▶ [Given information]

============

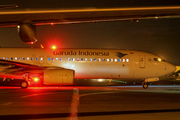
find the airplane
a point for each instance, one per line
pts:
(26, 20)
(59, 66)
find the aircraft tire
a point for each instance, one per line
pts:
(24, 84)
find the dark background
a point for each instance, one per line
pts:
(160, 37)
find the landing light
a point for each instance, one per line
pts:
(100, 80)
(53, 47)
(159, 59)
(36, 79)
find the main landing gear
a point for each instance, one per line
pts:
(145, 85)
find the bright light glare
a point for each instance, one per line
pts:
(100, 80)
(53, 47)
(36, 79)
(159, 59)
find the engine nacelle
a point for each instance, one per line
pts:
(27, 33)
(152, 79)
(58, 77)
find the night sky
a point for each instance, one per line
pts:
(160, 37)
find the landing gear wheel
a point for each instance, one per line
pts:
(24, 84)
(145, 85)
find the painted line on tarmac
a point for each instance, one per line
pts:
(74, 105)
(6, 104)
(95, 93)
(35, 95)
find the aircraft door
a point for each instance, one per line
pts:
(142, 61)
(48, 60)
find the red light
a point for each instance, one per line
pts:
(53, 47)
(36, 79)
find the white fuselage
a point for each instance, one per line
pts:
(93, 63)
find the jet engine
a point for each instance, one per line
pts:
(27, 33)
(58, 77)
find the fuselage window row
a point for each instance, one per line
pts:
(69, 59)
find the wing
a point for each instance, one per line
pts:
(41, 17)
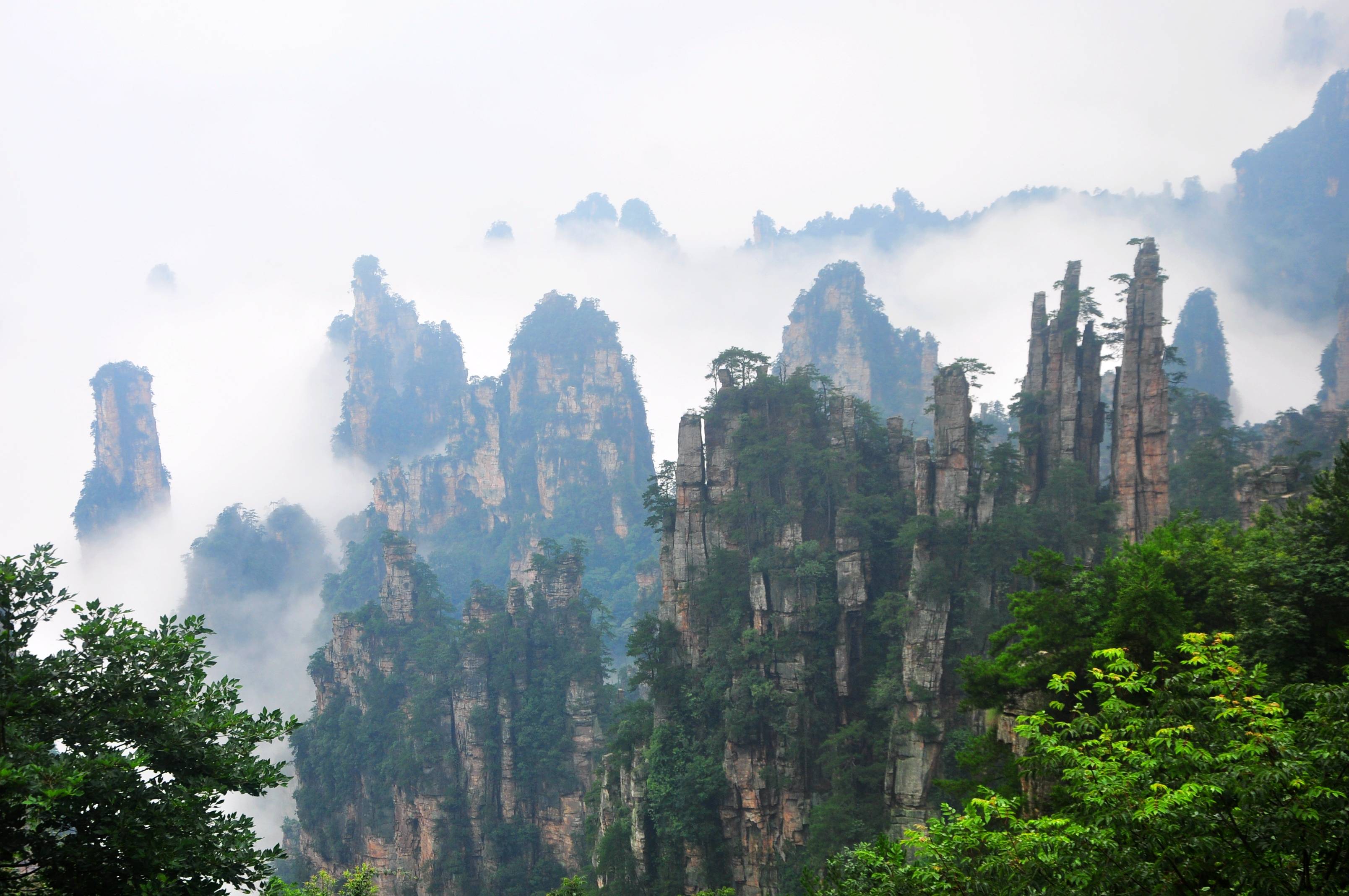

============

▶ [Assigned task]
When a line in the listing has the word "aircraft", return that line.

▶ [Answer to the exercise]
find the aircraft tire
find the aircraft door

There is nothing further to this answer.